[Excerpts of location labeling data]
******

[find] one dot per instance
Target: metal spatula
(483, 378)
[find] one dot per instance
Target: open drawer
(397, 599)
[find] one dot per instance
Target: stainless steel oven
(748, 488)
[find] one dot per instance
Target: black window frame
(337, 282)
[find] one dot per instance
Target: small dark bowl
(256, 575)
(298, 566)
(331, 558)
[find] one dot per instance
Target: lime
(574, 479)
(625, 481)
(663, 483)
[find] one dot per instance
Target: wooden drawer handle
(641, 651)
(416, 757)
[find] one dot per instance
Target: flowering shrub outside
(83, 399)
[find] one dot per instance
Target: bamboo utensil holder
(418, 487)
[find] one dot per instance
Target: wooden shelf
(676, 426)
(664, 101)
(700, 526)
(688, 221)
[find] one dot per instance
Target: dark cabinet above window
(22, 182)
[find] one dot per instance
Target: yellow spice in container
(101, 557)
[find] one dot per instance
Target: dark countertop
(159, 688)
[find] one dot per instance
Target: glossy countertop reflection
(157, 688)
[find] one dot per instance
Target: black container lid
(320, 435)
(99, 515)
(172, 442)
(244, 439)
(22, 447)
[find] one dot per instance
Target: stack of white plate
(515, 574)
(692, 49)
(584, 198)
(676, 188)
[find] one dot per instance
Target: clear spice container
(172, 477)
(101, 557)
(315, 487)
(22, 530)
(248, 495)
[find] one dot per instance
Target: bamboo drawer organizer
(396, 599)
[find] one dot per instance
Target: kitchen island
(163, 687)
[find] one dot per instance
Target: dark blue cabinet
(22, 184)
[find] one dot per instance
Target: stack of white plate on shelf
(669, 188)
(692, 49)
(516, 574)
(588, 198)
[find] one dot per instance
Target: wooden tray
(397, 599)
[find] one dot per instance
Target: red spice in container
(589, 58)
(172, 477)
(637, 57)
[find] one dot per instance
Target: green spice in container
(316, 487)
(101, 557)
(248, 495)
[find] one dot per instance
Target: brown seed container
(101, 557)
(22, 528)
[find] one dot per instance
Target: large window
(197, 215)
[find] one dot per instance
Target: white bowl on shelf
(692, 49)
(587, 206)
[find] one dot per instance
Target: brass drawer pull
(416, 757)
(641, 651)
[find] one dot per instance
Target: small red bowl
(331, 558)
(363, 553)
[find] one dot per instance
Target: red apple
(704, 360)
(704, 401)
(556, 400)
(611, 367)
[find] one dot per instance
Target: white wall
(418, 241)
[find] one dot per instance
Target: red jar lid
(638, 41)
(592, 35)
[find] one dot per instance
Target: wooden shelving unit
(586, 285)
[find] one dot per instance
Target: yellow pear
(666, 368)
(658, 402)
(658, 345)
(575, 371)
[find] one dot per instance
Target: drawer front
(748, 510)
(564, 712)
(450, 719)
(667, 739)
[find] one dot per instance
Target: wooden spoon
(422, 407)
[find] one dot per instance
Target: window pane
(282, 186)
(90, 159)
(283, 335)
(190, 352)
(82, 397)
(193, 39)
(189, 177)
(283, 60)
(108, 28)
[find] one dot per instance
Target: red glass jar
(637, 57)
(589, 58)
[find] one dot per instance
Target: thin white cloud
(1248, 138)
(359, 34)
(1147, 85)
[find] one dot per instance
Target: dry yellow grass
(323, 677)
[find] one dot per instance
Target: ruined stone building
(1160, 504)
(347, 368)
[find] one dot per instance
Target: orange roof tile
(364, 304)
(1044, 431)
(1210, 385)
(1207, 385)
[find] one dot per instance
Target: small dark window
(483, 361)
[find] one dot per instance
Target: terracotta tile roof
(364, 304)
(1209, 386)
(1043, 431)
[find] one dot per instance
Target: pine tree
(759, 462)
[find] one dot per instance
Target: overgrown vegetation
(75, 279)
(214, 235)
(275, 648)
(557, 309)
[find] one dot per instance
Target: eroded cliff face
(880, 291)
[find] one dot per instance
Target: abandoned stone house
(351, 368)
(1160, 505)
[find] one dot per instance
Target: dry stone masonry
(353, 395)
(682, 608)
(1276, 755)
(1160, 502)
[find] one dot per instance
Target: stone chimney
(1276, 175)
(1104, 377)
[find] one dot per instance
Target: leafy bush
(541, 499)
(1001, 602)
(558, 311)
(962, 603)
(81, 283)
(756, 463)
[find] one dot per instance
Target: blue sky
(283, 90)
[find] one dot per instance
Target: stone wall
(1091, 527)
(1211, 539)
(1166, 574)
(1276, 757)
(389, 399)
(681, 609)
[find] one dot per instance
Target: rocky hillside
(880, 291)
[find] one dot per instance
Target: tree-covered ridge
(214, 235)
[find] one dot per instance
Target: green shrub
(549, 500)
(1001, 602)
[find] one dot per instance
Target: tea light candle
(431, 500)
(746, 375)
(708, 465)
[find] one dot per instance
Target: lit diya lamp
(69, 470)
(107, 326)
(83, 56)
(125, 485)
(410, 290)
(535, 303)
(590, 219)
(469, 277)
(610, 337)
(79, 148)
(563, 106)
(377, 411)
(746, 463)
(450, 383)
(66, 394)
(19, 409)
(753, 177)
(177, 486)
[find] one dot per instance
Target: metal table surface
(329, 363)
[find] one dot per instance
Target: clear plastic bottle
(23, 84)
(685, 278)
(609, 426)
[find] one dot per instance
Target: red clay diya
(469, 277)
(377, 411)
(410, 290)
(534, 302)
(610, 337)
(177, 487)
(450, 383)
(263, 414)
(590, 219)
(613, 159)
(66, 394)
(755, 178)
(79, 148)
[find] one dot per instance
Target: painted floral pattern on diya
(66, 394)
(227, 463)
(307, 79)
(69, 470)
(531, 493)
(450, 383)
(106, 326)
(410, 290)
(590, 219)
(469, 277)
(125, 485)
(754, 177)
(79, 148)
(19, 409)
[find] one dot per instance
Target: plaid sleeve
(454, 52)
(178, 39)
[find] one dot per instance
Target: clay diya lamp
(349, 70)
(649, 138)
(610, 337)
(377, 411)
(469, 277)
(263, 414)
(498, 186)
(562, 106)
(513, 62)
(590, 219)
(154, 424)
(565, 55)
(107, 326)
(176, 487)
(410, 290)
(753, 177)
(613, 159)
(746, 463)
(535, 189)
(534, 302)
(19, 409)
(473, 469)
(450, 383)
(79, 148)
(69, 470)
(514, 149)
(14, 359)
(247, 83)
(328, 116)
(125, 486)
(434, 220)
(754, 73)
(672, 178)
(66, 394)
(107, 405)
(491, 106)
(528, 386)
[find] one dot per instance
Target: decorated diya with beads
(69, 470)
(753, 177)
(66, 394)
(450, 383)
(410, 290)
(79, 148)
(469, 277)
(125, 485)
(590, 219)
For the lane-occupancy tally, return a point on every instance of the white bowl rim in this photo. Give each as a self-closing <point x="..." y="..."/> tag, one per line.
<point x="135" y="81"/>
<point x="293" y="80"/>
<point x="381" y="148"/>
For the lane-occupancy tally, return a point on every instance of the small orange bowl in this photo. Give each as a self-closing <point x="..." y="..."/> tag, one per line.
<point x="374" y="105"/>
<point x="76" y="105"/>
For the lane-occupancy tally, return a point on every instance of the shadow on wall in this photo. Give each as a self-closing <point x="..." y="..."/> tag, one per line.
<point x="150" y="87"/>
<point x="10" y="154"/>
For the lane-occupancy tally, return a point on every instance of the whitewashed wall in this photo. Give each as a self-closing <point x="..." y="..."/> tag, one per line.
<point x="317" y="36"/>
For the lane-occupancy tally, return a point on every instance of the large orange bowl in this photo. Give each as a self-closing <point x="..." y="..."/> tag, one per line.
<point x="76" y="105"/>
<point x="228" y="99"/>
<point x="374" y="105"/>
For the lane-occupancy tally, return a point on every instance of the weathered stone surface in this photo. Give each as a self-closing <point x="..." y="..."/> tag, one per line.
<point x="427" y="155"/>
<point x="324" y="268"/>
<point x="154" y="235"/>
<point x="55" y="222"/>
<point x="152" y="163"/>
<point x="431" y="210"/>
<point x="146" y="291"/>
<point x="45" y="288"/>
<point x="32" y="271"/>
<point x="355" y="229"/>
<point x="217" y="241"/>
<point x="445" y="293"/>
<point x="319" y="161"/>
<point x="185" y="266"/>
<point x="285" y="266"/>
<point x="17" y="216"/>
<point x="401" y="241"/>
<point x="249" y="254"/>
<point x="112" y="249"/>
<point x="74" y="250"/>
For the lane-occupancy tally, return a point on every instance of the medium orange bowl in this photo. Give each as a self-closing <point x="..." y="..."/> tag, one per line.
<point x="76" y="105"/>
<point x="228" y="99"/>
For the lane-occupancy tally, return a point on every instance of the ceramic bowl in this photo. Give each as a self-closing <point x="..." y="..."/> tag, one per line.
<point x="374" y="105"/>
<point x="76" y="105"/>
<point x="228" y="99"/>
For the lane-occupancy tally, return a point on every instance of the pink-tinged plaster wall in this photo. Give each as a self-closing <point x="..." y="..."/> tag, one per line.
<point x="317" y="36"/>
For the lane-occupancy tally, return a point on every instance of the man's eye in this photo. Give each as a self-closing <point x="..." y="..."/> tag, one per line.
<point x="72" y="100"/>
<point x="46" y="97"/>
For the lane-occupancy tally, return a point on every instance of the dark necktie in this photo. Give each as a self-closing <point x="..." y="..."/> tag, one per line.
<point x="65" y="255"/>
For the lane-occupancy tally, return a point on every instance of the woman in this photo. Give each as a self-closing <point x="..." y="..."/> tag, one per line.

******

Set down only these lines, exactly: the line containing "of the ceramic" and each line after it, through the end of the listing.

For the lane-occupancy tally, return a point on every instance of the ceramic bowl in this photo. Give each as a self-closing <point x="..." y="..."/> tag, one per line.
<point x="374" y="105"/>
<point x="76" y="105"/>
<point x="228" y="99"/>
For the lane-occupancy tally, return a point on every instance of the pink-tinged plaster wall in this photo. Give each as a self-closing <point x="..." y="..."/> tag, one per line.
<point x="317" y="36"/>
For the lane-occupancy tally, return a point on every instance of the man's eye in this photo. Give each as a self-closing <point x="..." y="..."/> tag, one per line.
<point x="72" y="100"/>
<point x="46" y="97"/>
For the lane-occupancy tally, return a point on every instance of the dark necktie in this photo. Give each as a self-closing <point x="..." y="..."/> tag, one per line.
<point x="65" y="255"/>
For the lane-occupancy tally, return a point on every instance of the woman in this photo. Give each as a self-closing <point x="..." y="..."/> tag, one per line.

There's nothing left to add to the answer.